- WORK TO COMPLETE -
Reproduce the article on Violet Ranney Lang word for word, from its title through its final sentence.

- SELECTION -
_ _ _ _ _ _ _

= Violet Ranney Lang =

American poet

Violet Ranney "Bunny" Lang (married name Phillips, May 11, 1924 – July 29, 1956) was an American poet and playwright. She was a co-founder of the Poet's Theatre in Cambridge, Massachusetts, and a friend of several noteworthy writers of the New York School, especially Frank O'Hara.

==Biography==
Violet Ranney Lang was born into a wealthy Boston family, the youngest of six daughters of Malcolm and Ethel Lang, who raised their family at 209 Bay State Road. Her father was Malcolm Burrage Lang (1881–1972), a 1902 Harvard graduate who was an organist and director of music at King's Chapel, Boston. Her mother was Ethel Ranney Lang, whose father Fletcher Ranney was a Boston lawyer.

She attended Hannah More Academy in Maryland. A debutante, she entered the University of Chicago in 1942, but remained only a few semesters to join the war effort. Too young for US military service, she joined the Canadian Women's Army Corps. After the war, she returned briefly to school and was an editor for the Chicago Review (founded in 1946).

By 1950, Lang had returned to Cambridge, Massachusetts, where she became a friend of Frank O'Hara. For a brief time in 1951 she performed as a dancer at the Old Howard burlesque house in Boston. Among the poets of the New York School, she was a close friend to Frank O'Hara, John Ashberry, and Kenneth Koch. She picked up Gregory Corso on the streets of New York City and persuaded her friends in Cambridge to help him live on the floor of a dorm room in Harvard's Eliot House.

_ _ _ _ _ _ _

Saved data entries:

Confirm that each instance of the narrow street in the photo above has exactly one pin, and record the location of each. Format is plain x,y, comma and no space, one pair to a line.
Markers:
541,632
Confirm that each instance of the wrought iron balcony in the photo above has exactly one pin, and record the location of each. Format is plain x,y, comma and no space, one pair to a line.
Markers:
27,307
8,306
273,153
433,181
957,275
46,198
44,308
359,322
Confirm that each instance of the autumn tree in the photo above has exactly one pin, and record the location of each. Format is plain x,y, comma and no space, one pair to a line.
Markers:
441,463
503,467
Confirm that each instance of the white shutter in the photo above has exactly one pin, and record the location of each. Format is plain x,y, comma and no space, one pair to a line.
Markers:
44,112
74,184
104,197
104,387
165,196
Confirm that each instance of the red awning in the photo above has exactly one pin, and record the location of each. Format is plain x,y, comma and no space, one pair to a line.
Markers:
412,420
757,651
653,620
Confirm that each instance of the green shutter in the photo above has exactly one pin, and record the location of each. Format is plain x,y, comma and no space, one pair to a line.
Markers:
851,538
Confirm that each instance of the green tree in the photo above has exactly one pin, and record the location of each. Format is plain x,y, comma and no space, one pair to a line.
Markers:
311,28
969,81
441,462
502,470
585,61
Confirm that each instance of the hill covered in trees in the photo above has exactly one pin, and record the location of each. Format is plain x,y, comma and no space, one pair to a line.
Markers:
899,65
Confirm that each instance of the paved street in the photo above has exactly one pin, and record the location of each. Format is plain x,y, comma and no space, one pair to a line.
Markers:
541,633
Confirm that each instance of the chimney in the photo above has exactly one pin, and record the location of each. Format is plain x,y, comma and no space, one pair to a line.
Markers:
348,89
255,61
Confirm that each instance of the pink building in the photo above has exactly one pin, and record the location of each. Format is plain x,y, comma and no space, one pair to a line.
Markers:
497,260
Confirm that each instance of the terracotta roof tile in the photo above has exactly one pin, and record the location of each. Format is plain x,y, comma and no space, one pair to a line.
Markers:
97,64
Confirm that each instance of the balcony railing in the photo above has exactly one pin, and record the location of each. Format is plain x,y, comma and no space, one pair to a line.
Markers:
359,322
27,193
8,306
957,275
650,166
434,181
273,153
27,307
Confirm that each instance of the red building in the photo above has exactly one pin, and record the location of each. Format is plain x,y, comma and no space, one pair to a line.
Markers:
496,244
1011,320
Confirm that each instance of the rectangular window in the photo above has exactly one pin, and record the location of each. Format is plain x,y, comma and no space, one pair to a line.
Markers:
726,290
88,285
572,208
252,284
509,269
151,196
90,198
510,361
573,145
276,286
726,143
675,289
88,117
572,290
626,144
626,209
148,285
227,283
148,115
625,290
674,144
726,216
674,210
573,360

_ _ _ _ _ _ _

- THE COMPLETED TASK -
= Violet Ranney Lang =

American poet

Violet Ranney "Bunny" Lang (married name Phillips, May 11, 1924 – July 29, 1956) was an American poet and playwright. She was a co-founder of the Poet's Theatre in Cambridge, Massachusetts, and a friend of several noteworthy writers of the New York School, especially Frank O'Hara.

==Biography==
Violet Ranney Lang was born into a wealthy Boston family, the youngest of six daughters of Malcolm and Ethel Lang, who raised their family at 209 Bay State Road. Her father was Malcolm Burrage Lang (1881–1972), a 1902 Harvard graduate who was an organist and director of music at King's Chapel, Boston. Her mother was Ethel Ranney Lang, whose father Fletcher Ranney was a Boston lawyer.

She attended Hannah More Academy in Maryland. A debutante, she entered the University of Chicago in 1942, but remained only a few semesters to join the war effort. Too young for US military service, she joined the Canadian Women's Army Corps. After the war, she returned briefly to school and was an editor for the Chicago Review (founded in 1946).

By 1950, Lang had returned to Cambridge, Massachusetts, where she became a friend of Frank O'Hara. For a brief time in 1951 she performed as a dancer at the Old Howard burlesque house in Boston. Among the poets of the New York School, she was a close friend to Frank O'Hara, John Ashberry, and Kenneth Koch. She picked up Gregory Corso on the streets of New York City and persuaded her friends in Cambridge to help him live on the floor of a dorm room in Harvard's Eliot House.